§ WHAT YOU SHOULD DO
The lines to reproduce run from the one containing "Prompt: short brown hair" to the end of the listing. Reproduce them exactly, both ends included, and nothing else.

§ INPUT FOR THIS TASK
--
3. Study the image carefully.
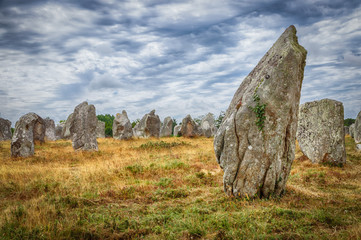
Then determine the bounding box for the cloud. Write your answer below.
[0,0,360,125]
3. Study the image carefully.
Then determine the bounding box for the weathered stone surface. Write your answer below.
[0,118,12,141]
[173,125,181,137]
[44,117,57,141]
[354,111,361,143]
[61,113,74,139]
[55,124,63,140]
[357,144,361,151]
[297,99,346,166]
[200,113,217,138]
[344,126,349,135]
[11,113,45,157]
[69,102,98,151]
[214,25,307,198]
[350,123,355,138]
[180,115,201,138]
[133,110,161,138]
[96,120,105,138]
[160,117,173,137]
[113,110,133,140]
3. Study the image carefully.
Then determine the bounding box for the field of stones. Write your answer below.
[1,25,361,239]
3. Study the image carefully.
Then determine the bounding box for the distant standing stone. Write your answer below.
[350,123,355,138]
[160,117,173,137]
[200,113,217,138]
[69,102,98,151]
[113,110,133,140]
[354,111,361,143]
[0,118,12,141]
[55,123,63,139]
[173,125,182,137]
[214,25,307,198]
[180,115,201,138]
[96,120,105,138]
[133,110,161,138]
[44,117,57,141]
[62,113,74,139]
[344,126,349,135]
[297,99,346,166]
[11,113,45,157]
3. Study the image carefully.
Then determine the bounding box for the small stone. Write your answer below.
[113,110,133,140]
[44,117,57,141]
[180,115,201,138]
[160,117,173,137]
[0,118,12,141]
[61,113,74,139]
[200,113,217,138]
[354,111,361,143]
[173,125,182,137]
[96,120,105,138]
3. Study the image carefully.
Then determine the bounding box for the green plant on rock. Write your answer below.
[249,92,267,131]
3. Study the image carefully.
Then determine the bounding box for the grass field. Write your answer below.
[0,136,361,239]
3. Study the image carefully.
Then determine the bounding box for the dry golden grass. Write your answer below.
[0,135,360,239]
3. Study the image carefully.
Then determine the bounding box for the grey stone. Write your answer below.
[11,113,45,157]
[350,123,355,138]
[214,25,307,198]
[180,115,201,138]
[44,117,57,141]
[200,113,217,138]
[69,101,98,151]
[173,125,182,137]
[160,117,173,137]
[357,144,361,151]
[297,99,346,166]
[133,110,161,138]
[0,118,12,141]
[113,110,133,140]
[96,120,105,138]
[61,113,74,139]
[344,126,349,135]
[354,111,361,143]
[55,124,63,140]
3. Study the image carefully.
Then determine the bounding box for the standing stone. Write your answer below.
[173,125,182,137]
[69,102,98,151]
[11,113,45,157]
[297,99,346,166]
[214,25,307,198]
[0,118,12,141]
[113,110,133,140]
[55,124,63,139]
[200,113,217,138]
[160,117,173,137]
[350,123,355,138]
[354,111,361,143]
[61,113,74,139]
[180,115,201,138]
[133,110,161,138]
[344,126,349,135]
[44,117,57,141]
[96,120,105,138]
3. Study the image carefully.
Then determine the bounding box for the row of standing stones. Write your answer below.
[1,26,360,199]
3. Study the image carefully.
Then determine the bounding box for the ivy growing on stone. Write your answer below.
[249,92,267,131]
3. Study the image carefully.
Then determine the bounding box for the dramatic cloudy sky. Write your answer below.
[1,0,360,125]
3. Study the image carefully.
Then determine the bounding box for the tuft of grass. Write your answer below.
[137,140,189,150]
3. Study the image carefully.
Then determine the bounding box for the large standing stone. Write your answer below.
[180,115,201,138]
[113,110,133,140]
[354,111,361,143]
[350,123,355,138]
[96,120,105,138]
[173,125,182,137]
[0,118,12,141]
[297,99,346,166]
[160,117,173,137]
[69,102,98,151]
[200,113,217,138]
[61,113,74,139]
[133,110,161,138]
[44,117,57,141]
[11,113,45,157]
[214,25,307,198]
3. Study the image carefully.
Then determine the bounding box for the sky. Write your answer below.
[1,0,360,126]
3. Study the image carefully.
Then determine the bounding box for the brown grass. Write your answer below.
[0,136,360,239]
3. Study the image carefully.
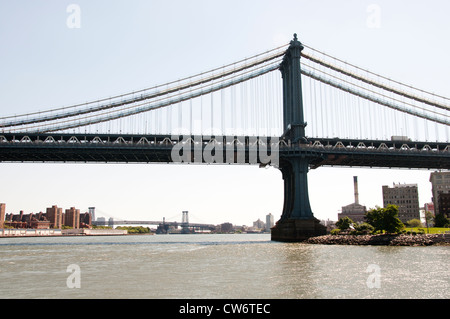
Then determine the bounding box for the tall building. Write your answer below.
[0,203,5,228]
[46,205,63,229]
[253,218,265,229]
[382,183,420,223]
[430,171,450,218]
[266,213,274,232]
[65,207,80,229]
[338,176,367,223]
[88,207,96,222]
[437,193,450,218]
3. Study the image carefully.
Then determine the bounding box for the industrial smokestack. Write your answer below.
[353,176,359,205]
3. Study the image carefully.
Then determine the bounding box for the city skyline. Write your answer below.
[0,1,449,226]
[0,170,441,226]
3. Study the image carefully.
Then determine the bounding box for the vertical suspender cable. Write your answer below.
[231,85,236,136]
[220,86,225,135]
[211,91,214,136]
[320,82,324,137]
[190,98,193,135]
[241,81,245,136]
[357,94,362,139]
[313,77,318,137]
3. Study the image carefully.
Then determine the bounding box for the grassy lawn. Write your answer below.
[405,227,450,234]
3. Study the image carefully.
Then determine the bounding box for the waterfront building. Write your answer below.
[382,183,420,223]
[5,211,28,228]
[65,207,80,229]
[338,176,367,223]
[430,171,450,218]
[253,218,265,230]
[80,212,92,228]
[0,203,5,228]
[46,205,63,228]
[438,193,450,219]
[266,213,274,232]
[4,210,51,229]
[1,203,91,229]
[29,218,51,229]
[88,207,96,222]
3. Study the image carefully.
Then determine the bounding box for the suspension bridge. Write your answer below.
[92,211,216,234]
[1,34,449,241]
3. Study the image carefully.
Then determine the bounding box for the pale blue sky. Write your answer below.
[0,1,449,225]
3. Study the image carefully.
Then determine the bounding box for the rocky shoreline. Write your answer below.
[305,233,450,246]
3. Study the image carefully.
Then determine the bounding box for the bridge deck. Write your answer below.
[0,133,449,169]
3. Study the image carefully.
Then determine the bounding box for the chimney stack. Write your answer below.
[353,176,359,205]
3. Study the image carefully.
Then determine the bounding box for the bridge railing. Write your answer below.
[1,133,449,152]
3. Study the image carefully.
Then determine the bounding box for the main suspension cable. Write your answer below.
[0,44,289,125]
[11,62,281,133]
[301,51,450,112]
[303,43,450,103]
[301,67,450,126]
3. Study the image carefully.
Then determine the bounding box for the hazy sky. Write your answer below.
[0,1,449,226]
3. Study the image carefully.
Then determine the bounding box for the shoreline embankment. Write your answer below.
[306,233,450,246]
[0,228,128,237]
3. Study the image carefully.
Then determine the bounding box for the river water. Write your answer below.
[0,233,448,299]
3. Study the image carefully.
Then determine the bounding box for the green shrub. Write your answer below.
[331,228,341,235]
[336,216,354,230]
[354,222,374,234]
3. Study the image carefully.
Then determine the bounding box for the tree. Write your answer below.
[116,226,151,234]
[434,213,450,228]
[365,206,383,231]
[425,211,434,227]
[406,219,422,228]
[336,216,354,231]
[365,205,404,234]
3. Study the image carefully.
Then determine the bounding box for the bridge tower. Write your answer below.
[181,211,189,225]
[271,34,327,242]
[181,210,193,234]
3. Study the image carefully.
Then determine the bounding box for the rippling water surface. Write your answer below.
[0,233,448,299]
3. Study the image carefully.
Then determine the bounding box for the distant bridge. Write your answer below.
[92,212,216,234]
[93,219,215,229]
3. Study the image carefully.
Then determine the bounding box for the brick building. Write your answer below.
[46,205,63,229]
[65,207,80,229]
[0,203,5,228]
[4,210,51,229]
[1,203,92,229]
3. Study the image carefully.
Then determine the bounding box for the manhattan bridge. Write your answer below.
[1,34,449,241]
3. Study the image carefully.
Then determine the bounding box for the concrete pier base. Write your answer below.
[271,218,327,242]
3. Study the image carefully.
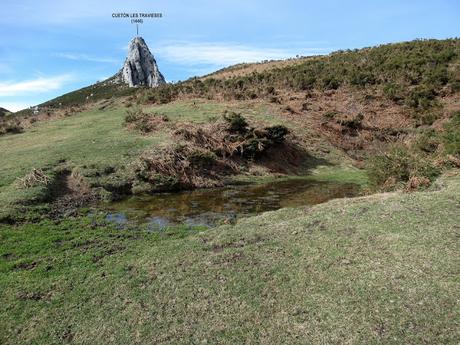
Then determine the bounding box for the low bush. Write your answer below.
[321,75,340,90]
[188,150,218,169]
[413,128,440,153]
[406,86,437,110]
[264,125,289,143]
[124,108,168,133]
[223,112,248,134]
[350,70,376,87]
[414,111,440,126]
[129,144,225,192]
[367,144,440,190]
[383,83,404,102]
[0,120,23,135]
[443,111,460,155]
[339,113,364,130]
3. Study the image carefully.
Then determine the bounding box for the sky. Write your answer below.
[0,0,459,111]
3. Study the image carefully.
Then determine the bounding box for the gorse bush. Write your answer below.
[413,128,440,153]
[383,82,404,102]
[124,108,169,133]
[443,111,460,155]
[264,125,289,143]
[367,144,440,190]
[406,86,437,110]
[367,111,459,190]
[0,120,23,136]
[223,112,248,134]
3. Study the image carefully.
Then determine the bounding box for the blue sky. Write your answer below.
[0,0,459,111]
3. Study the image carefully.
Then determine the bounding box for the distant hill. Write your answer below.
[6,38,460,162]
[0,107,11,117]
[25,38,459,113]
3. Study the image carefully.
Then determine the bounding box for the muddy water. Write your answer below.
[105,178,360,229]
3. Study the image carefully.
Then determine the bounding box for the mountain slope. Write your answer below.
[1,38,459,220]
[0,107,11,117]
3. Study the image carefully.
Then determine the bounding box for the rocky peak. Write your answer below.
[114,36,165,88]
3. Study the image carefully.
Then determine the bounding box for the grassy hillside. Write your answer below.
[1,38,460,220]
[146,39,460,102]
[1,173,459,344]
[0,38,459,344]
[0,106,162,220]
[0,96,358,222]
[136,39,460,164]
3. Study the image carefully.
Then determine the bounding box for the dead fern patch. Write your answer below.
[15,168,51,189]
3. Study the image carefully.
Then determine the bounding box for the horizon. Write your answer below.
[1,0,459,111]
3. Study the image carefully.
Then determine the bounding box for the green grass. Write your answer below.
[0,98,352,221]
[1,174,459,344]
[0,107,163,219]
[229,164,368,187]
[146,98,285,126]
[146,99,227,123]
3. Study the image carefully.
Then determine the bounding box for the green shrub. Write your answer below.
[188,150,217,169]
[383,83,404,102]
[413,129,440,153]
[414,111,440,126]
[124,108,168,133]
[367,145,440,190]
[223,112,248,134]
[339,113,364,130]
[323,111,337,120]
[240,138,271,158]
[293,74,316,90]
[350,71,376,87]
[426,65,449,87]
[406,86,437,110]
[264,125,289,143]
[321,76,340,90]
[124,108,141,123]
[443,111,460,155]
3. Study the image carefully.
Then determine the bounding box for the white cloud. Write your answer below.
[156,41,331,66]
[56,53,118,64]
[0,102,31,112]
[0,74,73,97]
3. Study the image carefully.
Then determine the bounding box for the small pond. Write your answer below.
[104,178,360,229]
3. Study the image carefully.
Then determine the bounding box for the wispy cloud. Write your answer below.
[156,41,331,66]
[0,74,73,97]
[55,53,118,64]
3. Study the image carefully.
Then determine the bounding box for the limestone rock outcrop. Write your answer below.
[114,37,165,87]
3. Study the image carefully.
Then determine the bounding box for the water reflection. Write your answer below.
[105,179,359,228]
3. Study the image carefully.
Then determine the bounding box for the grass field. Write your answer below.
[1,174,458,344]
[0,99,353,221]
[0,106,162,220]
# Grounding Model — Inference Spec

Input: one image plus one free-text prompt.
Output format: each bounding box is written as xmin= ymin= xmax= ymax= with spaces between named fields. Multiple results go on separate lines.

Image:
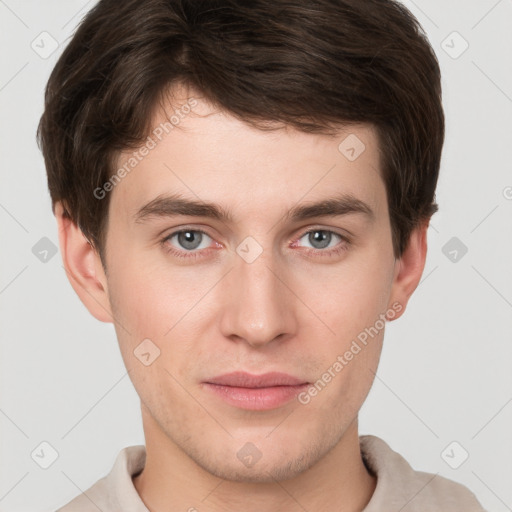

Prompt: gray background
xmin=1 ymin=0 xmax=511 ymax=510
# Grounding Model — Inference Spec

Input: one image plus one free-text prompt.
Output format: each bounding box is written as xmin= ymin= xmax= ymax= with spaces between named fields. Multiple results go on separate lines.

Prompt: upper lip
xmin=205 ymin=371 xmax=308 ymax=388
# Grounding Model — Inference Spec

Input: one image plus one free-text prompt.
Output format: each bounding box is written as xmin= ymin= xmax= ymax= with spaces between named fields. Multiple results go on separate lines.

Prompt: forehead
xmin=111 ymin=90 xmax=386 ymax=222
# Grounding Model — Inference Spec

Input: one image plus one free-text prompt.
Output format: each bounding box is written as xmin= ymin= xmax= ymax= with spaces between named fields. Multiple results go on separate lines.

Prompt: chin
xmin=195 ymin=458 xmax=306 ymax=484
xmin=186 ymin=435 xmax=332 ymax=484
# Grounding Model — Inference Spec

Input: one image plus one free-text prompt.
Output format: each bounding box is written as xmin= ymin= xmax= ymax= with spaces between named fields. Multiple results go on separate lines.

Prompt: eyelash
xmin=161 ymin=227 xmax=351 ymax=260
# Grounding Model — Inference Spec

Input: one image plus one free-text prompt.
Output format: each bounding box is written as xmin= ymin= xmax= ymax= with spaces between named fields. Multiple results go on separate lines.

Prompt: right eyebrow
xmin=134 ymin=194 xmax=234 ymax=224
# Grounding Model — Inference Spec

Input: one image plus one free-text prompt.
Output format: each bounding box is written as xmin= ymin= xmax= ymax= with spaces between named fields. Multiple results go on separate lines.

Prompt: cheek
xmin=108 ymin=249 xmax=188 ymax=326
xmin=298 ymin=250 xmax=393 ymax=402
xmin=306 ymin=253 xmax=394 ymax=333
xmin=106 ymin=268 xmax=202 ymax=412
xmin=106 ymin=255 xmax=211 ymax=370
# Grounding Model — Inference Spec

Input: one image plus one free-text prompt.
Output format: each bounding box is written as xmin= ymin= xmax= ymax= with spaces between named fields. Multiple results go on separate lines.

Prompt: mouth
xmin=202 ymin=371 xmax=310 ymax=411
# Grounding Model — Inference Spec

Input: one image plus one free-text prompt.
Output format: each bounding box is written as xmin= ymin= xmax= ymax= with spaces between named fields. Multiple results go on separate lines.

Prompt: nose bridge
xmin=220 ymin=239 xmax=295 ymax=347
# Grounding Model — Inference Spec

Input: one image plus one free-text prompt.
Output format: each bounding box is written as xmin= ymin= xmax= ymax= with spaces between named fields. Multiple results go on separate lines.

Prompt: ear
xmin=55 ymin=202 xmax=113 ymax=323
xmin=386 ymin=220 xmax=429 ymax=321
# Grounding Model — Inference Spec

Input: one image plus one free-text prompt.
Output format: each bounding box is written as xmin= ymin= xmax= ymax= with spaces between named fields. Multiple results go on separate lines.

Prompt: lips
xmin=205 ymin=371 xmax=307 ymax=388
xmin=203 ymin=371 xmax=310 ymax=411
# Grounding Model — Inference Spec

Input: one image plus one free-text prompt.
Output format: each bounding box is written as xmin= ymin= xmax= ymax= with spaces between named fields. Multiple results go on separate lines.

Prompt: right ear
xmin=54 ymin=201 xmax=113 ymax=323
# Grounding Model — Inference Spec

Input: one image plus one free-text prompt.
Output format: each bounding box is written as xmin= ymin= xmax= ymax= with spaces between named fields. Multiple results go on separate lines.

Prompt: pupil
xmin=310 ymin=230 xmax=330 ymax=249
xmin=179 ymin=231 xmax=201 ymax=250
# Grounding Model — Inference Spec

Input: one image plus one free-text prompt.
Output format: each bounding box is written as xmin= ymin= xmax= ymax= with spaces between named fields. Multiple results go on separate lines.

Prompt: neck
xmin=133 ymin=408 xmax=376 ymax=512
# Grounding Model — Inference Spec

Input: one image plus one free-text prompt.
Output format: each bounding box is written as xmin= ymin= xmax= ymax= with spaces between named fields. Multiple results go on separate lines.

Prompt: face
xmin=97 ymin=86 xmax=403 ymax=482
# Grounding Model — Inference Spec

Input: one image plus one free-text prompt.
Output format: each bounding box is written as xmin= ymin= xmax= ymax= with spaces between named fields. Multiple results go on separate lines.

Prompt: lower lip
xmin=203 ymin=383 xmax=310 ymax=410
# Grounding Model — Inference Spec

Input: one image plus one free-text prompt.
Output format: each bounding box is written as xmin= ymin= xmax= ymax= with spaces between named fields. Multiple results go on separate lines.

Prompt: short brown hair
xmin=37 ymin=0 xmax=444 ymax=262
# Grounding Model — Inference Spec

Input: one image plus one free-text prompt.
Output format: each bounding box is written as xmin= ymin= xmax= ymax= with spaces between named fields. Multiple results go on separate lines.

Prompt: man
xmin=37 ymin=0 xmax=486 ymax=510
--
§ PROBLEM SOLUTION
Prompt: short brown hair
xmin=37 ymin=0 xmax=444 ymax=262
# Grounding Model — Inference Spec

Input: one image plus one free-text prompt.
Output format: each bounding box is written as xmin= ymin= xmax= ymax= with spaces between named fields. Multiple results go on separate lines.

Prompt: man
xmin=37 ymin=0 xmax=486 ymax=510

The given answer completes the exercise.